## DIRECTION
Using the entries below, quote exactly the span of lines that begins with the line containing "Could you spot the banner" and ends with the final line.

<<<<

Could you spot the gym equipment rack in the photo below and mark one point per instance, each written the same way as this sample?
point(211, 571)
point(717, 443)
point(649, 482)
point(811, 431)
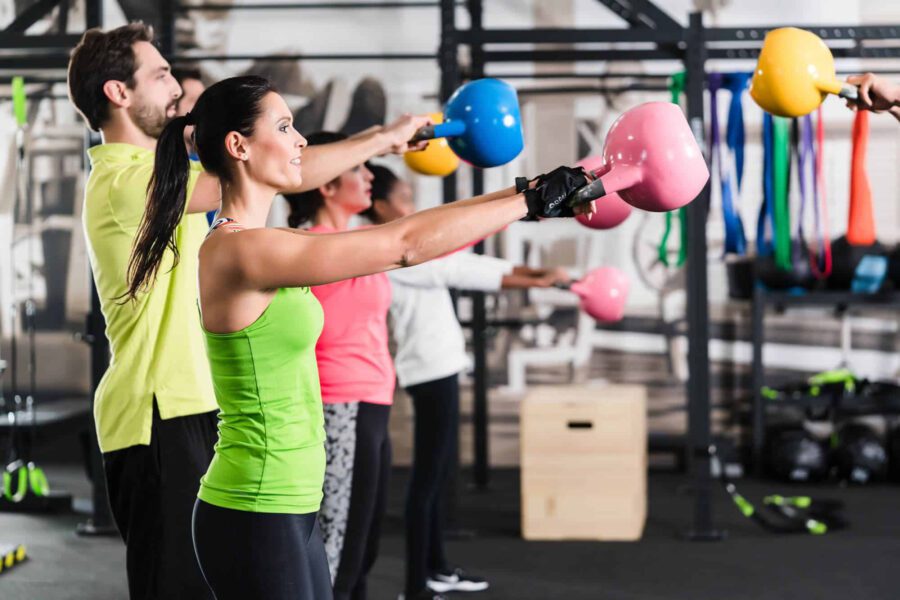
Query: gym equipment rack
point(692, 45)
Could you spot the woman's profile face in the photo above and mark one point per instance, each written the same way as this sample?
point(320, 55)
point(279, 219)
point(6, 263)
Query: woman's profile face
point(275, 147)
point(352, 191)
point(398, 204)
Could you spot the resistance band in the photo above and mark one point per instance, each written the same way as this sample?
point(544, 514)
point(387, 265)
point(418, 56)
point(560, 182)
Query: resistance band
point(861, 221)
point(821, 266)
point(676, 87)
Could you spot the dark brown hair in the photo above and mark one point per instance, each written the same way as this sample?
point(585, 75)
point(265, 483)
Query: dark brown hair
point(232, 104)
point(383, 182)
point(99, 57)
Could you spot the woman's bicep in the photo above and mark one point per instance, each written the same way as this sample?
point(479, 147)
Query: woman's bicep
point(273, 258)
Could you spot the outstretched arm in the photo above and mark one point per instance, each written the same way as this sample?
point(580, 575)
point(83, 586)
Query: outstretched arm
point(272, 258)
point(324, 162)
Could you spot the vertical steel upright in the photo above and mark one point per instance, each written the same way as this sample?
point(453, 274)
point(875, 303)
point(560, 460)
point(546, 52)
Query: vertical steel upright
point(699, 440)
point(479, 311)
point(100, 521)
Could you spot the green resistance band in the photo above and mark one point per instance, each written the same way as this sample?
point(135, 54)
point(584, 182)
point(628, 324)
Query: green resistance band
point(781, 155)
point(676, 88)
point(844, 376)
point(18, 85)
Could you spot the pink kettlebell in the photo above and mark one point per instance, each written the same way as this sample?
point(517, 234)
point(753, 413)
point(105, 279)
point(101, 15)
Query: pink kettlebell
point(603, 293)
point(653, 159)
point(611, 210)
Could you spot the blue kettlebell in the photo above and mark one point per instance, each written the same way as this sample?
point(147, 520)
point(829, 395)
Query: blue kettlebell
point(482, 123)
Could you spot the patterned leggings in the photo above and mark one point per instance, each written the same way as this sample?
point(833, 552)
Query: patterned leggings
point(358, 454)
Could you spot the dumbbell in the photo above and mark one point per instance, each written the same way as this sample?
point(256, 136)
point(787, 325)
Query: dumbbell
point(437, 159)
point(795, 73)
point(481, 122)
point(651, 159)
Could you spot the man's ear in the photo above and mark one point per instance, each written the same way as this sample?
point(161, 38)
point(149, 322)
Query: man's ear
point(117, 93)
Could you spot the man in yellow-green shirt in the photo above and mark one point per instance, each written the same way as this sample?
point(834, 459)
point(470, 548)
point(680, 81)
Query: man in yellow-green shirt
point(155, 407)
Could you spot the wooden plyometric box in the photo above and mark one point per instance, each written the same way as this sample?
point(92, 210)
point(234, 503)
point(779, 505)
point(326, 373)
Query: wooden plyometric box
point(584, 462)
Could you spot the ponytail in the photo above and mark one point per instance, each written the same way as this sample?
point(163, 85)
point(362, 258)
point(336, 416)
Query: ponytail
point(166, 200)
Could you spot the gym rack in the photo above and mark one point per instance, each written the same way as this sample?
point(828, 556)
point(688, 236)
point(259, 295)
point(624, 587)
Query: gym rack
point(692, 45)
point(43, 58)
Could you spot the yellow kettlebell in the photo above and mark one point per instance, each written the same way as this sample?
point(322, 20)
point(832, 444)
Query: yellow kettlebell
point(794, 74)
point(437, 159)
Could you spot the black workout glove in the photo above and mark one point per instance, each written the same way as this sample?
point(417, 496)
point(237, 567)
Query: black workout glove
point(550, 196)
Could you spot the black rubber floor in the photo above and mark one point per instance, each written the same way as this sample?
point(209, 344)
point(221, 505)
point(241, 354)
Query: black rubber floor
point(751, 563)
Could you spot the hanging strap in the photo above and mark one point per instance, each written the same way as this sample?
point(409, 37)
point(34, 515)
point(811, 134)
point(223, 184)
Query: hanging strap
point(737, 84)
point(764, 231)
point(861, 221)
point(227, 223)
point(677, 84)
point(821, 266)
point(730, 167)
point(19, 101)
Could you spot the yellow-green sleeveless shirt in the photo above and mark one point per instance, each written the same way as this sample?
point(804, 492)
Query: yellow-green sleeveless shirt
point(270, 456)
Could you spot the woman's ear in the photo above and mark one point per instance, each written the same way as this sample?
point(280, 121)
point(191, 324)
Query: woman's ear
point(236, 146)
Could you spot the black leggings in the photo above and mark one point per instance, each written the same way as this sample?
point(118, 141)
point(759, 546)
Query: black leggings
point(246, 555)
point(436, 405)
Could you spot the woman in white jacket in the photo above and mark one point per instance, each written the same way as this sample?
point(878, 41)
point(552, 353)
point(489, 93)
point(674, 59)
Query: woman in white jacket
point(431, 352)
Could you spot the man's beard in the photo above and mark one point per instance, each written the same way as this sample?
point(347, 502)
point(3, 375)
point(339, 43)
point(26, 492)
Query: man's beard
point(150, 119)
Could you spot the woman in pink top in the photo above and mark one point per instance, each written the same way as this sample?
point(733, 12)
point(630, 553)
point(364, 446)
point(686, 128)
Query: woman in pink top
point(357, 378)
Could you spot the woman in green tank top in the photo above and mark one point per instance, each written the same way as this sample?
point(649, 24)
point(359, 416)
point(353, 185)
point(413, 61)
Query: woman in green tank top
point(255, 532)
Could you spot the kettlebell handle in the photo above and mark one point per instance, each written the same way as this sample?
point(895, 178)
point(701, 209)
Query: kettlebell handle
point(431, 132)
point(588, 193)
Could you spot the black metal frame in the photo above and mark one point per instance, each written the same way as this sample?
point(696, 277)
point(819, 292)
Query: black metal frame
point(841, 302)
point(51, 52)
point(694, 45)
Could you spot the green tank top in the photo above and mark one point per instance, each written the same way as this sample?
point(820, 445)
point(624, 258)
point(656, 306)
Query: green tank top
point(270, 457)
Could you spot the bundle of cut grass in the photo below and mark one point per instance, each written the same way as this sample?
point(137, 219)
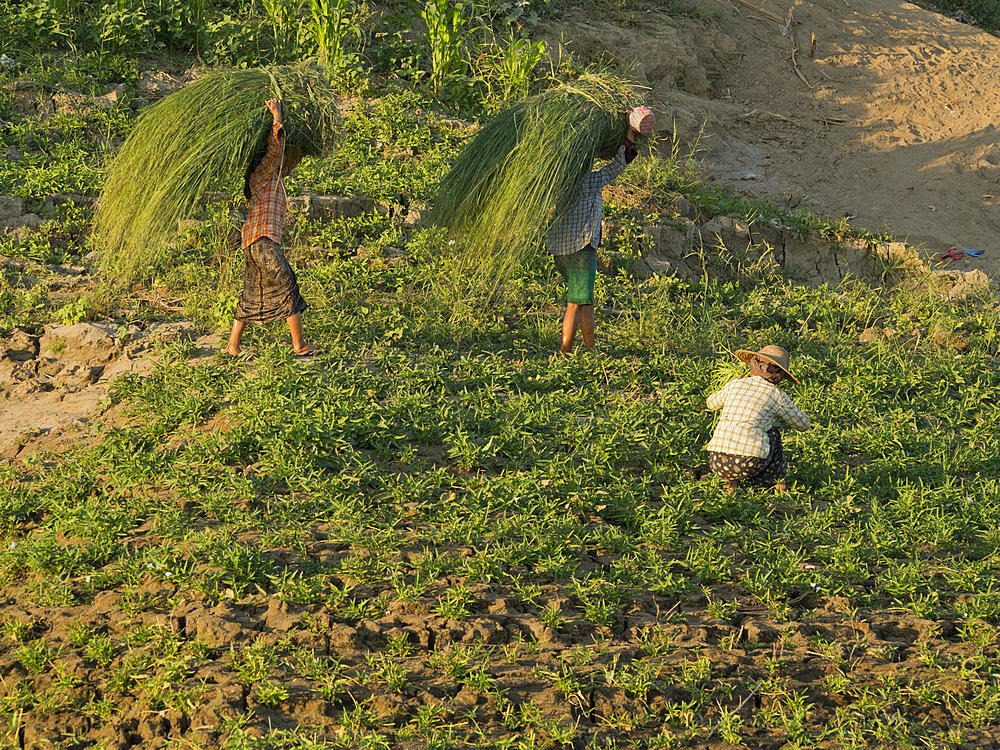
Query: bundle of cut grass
point(522, 171)
point(198, 138)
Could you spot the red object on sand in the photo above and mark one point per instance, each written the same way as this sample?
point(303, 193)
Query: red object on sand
point(642, 119)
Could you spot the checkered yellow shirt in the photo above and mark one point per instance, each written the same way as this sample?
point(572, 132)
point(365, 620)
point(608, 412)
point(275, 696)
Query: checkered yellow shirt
point(750, 407)
point(266, 212)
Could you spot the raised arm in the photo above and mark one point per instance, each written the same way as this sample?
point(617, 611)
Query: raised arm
point(626, 153)
point(271, 162)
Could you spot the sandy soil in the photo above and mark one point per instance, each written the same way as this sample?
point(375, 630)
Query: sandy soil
point(890, 121)
point(54, 381)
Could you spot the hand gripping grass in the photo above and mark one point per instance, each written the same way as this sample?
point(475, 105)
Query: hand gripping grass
point(198, 138)
point(523, 170)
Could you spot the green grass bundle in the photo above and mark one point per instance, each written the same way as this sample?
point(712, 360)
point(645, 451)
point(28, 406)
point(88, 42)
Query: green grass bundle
point(522, 171)
point(199, 138)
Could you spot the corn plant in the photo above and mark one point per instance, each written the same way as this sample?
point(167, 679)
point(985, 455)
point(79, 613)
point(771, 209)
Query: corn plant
point(447, 30)
point(509, 66)
point(282, 15)
point(327, 26)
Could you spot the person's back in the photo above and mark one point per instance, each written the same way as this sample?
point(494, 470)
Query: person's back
point(746, 443)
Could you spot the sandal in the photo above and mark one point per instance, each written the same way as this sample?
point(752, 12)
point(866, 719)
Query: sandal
point(309, 351)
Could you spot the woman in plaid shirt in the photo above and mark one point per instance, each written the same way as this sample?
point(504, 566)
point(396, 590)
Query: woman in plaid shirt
point(746, 444)
point(573, 241)
point(270, 288)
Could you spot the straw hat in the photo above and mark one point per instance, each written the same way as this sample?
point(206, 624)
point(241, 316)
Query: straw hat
point(771, 353)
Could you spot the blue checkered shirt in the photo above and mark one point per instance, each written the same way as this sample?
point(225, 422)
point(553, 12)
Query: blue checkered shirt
point(581, 226)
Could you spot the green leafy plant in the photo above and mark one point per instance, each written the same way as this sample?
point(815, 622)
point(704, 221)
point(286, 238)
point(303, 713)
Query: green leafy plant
point(447, 30)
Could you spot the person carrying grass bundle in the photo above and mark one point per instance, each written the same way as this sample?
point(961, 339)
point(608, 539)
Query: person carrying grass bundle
point(270, 288)
point(573, 241)
point(746, 444)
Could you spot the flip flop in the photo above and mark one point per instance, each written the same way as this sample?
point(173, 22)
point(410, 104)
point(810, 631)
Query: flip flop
point(308, 352)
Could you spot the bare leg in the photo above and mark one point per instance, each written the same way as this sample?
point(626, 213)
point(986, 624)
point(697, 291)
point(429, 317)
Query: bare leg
point(295, 327)
point(586, 318)
point(233, 347)
point(569, 327)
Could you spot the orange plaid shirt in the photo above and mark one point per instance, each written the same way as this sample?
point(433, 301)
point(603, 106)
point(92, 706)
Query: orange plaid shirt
point(266, 212)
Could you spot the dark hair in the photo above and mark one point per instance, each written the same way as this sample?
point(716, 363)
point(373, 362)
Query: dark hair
point(255, 161)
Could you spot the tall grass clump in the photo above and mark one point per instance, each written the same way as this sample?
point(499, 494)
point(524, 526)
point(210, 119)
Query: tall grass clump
point(522, 171)
point(198, 138)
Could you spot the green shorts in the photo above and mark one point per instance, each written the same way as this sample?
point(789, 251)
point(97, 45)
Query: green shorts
point(580, 271)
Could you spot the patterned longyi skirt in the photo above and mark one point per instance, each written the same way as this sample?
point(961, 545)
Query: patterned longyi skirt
point(270, 288)
point(760, 472)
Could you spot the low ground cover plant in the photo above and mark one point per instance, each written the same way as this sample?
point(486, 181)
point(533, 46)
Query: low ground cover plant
point(438, 536)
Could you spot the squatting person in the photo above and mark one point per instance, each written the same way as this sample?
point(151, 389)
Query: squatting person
point(746, 444)
point(270, 288)
point(573, 242)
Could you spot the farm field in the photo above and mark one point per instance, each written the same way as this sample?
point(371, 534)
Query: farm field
point(437, 534)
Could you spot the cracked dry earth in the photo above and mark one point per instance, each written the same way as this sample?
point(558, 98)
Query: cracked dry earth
point(158, 663)
point(55, 378)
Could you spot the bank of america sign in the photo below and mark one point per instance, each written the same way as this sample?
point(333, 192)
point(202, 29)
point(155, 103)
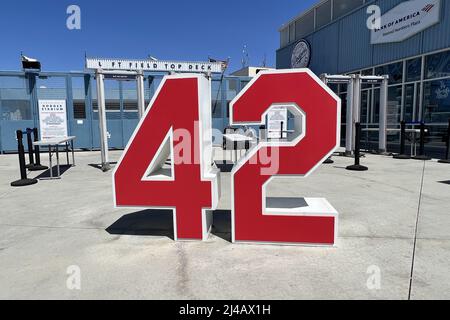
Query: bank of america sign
point(406, 20)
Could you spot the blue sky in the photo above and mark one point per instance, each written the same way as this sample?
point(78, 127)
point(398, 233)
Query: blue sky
point(169, 29)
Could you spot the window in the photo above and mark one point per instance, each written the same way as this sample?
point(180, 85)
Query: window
point(341, 7)
point(51, 88)
point(14, 99)
point(367, 72)
point(394, 70)
point(79, 109)
point(291, 33)
point(304, 25)
point(437, 65)
point(323, 14)
point(284, 37)
point(413, 69)
point(436, 101)
point(79, 98)
point(394, 105)
point(15, 110)
point(411, 102)
point(216, 96)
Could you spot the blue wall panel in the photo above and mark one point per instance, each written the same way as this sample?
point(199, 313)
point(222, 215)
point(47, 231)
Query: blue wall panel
point(354, 38)
point(384, 53)
point(324, 44)
point(344, 45)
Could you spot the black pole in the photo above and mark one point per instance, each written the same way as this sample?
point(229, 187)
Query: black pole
point(30, 149)
point(24, 181)
point(357, 166)
point(447, 154)
point(402, 154)
point(37, 152)
point(422, 155)
point(282, 129)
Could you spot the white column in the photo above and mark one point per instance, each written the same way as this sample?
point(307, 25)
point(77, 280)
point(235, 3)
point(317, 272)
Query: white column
point(102, 120)
point(356, 106)
point(141, 93)
point(349, 118)
point(383, 115)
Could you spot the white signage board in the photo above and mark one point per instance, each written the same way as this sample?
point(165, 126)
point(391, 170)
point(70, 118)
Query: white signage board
point(153, 65)
point(406, 20)
point(53, 119)
point(277, 121)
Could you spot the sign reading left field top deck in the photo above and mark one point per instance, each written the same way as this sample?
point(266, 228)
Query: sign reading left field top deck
point(153, 65)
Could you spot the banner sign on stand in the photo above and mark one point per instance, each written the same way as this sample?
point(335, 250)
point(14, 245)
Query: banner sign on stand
point(53, 118)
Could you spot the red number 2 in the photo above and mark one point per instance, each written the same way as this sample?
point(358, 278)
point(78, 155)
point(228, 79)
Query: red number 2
point(317, 116)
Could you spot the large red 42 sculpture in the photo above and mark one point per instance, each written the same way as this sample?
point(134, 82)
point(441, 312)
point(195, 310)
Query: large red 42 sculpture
point(191, 189)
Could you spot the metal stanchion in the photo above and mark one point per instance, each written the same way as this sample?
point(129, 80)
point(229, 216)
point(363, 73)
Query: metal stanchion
point(402, 155)
point(447, 155)
point(422, 155)
point(24, 181)
point(357, 166)
point(37, 155)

>>>>

## ANSWER TO THE TASK
Could you spot the banner sign on stand in the photo above and mark one point per instance, each written the same way as this sample?
point(335, 250)
point(14, 245)
Query: banner sign on stand
point(53, 118)
Could you spot the red number 2 in the photo above and mark one point per instance, each written the same way as this sample?
point(358, 278)
point(78, 155)
point(228, 79)
Query: red number 2
point(317, 116)
Could you spot the large red 42 sculpture in the photo above and mark one point per instance, each written the same way as this sample?
point(134, 82)
point(441, 312)
point(195, 310)
Query: large red 42 sculpture
point(191, 189)
Could you spot the metal stanchion in the photo above and mark one point per instance, each written the same way as this sample?
point(129, 80)
point(229, 216)
point(363, 73)
Query: metal stanchion
point(402, 155)
point(447, 155)
point(422, 155)
point(24, 181)
point(357, 166)
point(37, 155)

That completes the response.